WHAT THE EXERCISE ASKS:
Could each record be restated word for word?

RECORDS FOR THIS EXERCISE:
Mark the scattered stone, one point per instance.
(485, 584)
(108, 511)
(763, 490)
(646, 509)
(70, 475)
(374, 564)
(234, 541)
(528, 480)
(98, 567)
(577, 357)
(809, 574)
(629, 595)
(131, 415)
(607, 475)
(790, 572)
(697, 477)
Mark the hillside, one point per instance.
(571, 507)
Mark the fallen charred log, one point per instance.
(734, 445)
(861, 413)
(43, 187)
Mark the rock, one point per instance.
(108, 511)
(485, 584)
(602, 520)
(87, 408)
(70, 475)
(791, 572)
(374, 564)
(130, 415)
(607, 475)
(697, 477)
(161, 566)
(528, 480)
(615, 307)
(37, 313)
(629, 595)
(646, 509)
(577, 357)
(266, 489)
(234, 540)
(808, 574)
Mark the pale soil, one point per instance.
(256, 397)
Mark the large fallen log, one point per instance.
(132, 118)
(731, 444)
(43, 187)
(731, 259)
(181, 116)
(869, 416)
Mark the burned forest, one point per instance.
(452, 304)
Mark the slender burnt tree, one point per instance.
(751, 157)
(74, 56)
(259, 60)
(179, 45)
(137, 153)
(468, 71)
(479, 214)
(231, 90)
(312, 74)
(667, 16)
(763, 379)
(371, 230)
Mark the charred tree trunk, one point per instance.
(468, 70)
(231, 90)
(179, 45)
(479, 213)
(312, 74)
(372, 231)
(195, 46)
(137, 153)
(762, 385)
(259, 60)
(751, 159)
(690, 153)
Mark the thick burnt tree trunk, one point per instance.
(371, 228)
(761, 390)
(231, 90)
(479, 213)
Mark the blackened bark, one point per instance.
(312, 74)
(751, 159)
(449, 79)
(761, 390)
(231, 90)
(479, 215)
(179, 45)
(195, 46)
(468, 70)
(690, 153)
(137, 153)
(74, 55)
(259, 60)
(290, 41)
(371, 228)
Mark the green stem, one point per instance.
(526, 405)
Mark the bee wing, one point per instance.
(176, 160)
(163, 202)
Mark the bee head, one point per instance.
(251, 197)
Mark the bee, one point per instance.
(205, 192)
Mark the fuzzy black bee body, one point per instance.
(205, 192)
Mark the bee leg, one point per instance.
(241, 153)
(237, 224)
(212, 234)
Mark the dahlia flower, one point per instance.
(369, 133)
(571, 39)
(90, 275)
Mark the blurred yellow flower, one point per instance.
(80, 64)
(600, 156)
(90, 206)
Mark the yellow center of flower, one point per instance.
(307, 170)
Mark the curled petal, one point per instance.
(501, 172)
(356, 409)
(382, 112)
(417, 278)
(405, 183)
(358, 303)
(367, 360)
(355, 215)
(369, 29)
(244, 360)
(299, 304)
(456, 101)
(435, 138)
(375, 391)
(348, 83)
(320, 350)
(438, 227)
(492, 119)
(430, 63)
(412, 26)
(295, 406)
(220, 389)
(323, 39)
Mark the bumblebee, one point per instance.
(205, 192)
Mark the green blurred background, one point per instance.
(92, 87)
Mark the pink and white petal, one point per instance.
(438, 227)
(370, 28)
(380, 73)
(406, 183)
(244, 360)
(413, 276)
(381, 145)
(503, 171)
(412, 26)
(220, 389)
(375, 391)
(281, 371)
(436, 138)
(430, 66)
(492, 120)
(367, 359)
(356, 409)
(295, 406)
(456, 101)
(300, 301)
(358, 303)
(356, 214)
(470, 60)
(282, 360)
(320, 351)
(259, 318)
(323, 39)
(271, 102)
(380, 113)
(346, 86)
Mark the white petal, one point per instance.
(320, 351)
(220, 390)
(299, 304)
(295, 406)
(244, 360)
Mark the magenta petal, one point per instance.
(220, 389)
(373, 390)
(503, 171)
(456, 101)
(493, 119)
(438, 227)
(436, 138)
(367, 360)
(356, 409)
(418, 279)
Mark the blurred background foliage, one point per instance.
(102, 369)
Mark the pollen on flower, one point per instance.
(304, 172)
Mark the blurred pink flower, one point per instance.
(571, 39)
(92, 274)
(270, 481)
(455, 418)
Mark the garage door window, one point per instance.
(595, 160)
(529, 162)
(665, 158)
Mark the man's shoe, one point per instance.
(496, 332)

TASK RESULT:
Mark the scattered stone, one point per instance.
(485, 584)
(108, 511)
(763, 490)
(646, 509)
(70, 475)
(374, 564)
(234, 541)
(528, 480)
(98, 567)
(577, 357)
(809, 574)
(629, 595)
(131, 415)
(607, 475)
(790, 572)
(697, 477)
Mark the hillside, one point per instance.
(571, 507)
Mark the fallen charred log, one point per instance.
(734, 445)
(861, 413)
(43, 187)
Mark the rock, one point per instance.
(108, 511)
(485, 584)
(602, 520)
(87, 408)
(70, 475)
(791, 572)
(374, 564)
(130, 415)
(607, 475)
(697, 477)
(161, 566)
(528, 480)
(615, 307)
(37, 313)
(629, 595)
(646, 509)
(577, 357)
(266, 489)
(234, 540)
(808, 574)
Mark the pale soil, one point per instance.
(256, 397)
Mark the large fallen log, one point per instance.
(132, 118)
(731, 444)
(43, 187)
(731, 259)
(181, 116)
(869, 416)
Mark the burned forest, one point per instance.
(452, 304)
Mark the slender burnt tree, one point per instance.
(751, 157)
(74, 56)
(259, 60)
(179, 45)
(137, 153)
(468, 71)
(479, 214)
(231, 90)
(312, 74)
(667, 16)
(763, 379)
(371, 230)
Mark the charred tree trunk, one point per instance.
(468, 70)
(231, 90)
(179, 45)
(479, 213)
(312, 74)
(372, 231)
(195, 46)
(137, 153)
(762, 385)
(259, 60)
(751, 159)
(690, 153)
Mark the thick burnt tree trunk, one point per instance.
(371, 228)
(761, 390)
(231, 90)
(479, 213)
Mark the blackened bark, one point per instance.
(312, 74)
(751, 159)
(449, 79)
(761, 390)
(231, 90)
(479, 215)
(179, 45)
(195, 46)
(468, 70)
(690, 153)
(137, 153)
(74, 55)
(259, 60)
(290, 41)
(371, 228)
Mark the green stem, one point per instance.
(526, 405)
Mark the bee wing, one point per instance.
(176, 160)
(163, 202)
Mark the bee head, one point per instance.
(251, 197)
Mark the bee, one point per instance.
(205, 192)
Mark the fuzzy black bee body, one point per instance.
(205, 192)
Mark the bee leg, one point per instance.
(241, 153)
(237, 224)
(212, 234)
Mark the dahlia flower, one point per instance.
(369, 133)
(571, 39)
(90, 275)
Mark the blurred yellow flower, one point per instance.
(80, 64)
(600, 156)
(90, 206)
Mark the yellow center of flower, one point per instance.
(307, 170)
Mark the curled petal, one point per instance.
(501, 172)
(356, 409)
(382, 112)
(417, 278)
(405, 183)
(358, 303)
(367, 360)
(355, 215)
(369, 29)
(244, 360)
(299, 304)
(456, 101)
(435, 138)
(375, 391)
(348, 83)
(320, 350)
(438, 227)
(492, 119)
(430, 63)
(412, 26)
(295, 406)
(220, 389)
(323, 39)
Mark the bumblebee, one point per instance.
(205, 192)
Mark the green blurred background, one point per instance.
(92, 87)
Mark the pink and white petal, one point per instance.
(438, 227)
(370, 28)
(380, 73)
(406, 183)
(244, 360)
(413, 276)
(381, 145)
(503, 171)
(412, 26)
(220, 389)
(375, 391)
(281, 371)
(436, 138)
(430, 66)
(492, 120)
(367, 359)
(356, 409)
(295, 406)
(456, 101)
(300, 301)
(358, 303)
(356, 214)
(470, 60)
(282, 360)
(320, 351)
(259, 318)
(323, 39)
(271, 102)
(380, 113)
(346, 86)
Mark the white petal, one point per instance.
(320, 351)
(220, 390)
(299, 304)
(295, 406)
(244, 360)
Mark the magenta petal, one point per instance.
(220, 389)
(373, 390)
(503, 171)
(456, 101)
(493, 119)
(438, 227)
(436, 138)
(367, 360)
(356, 409)
(418, 279)
Mark the blurred background foliage, one point per instance.
(102, 369)
Mark the pollen on flower, one point per instance.
(304, 172)
Mark the blurred pink flower, one point per instance.
(571, 39)
(92, 274)
(270, 481)
(455, 418)
Mark the garage door window, one point per instance.
(595, 160)
(529, 162)
(665, 158)
Mark the man's shoe, one point per instance.
(496, 332)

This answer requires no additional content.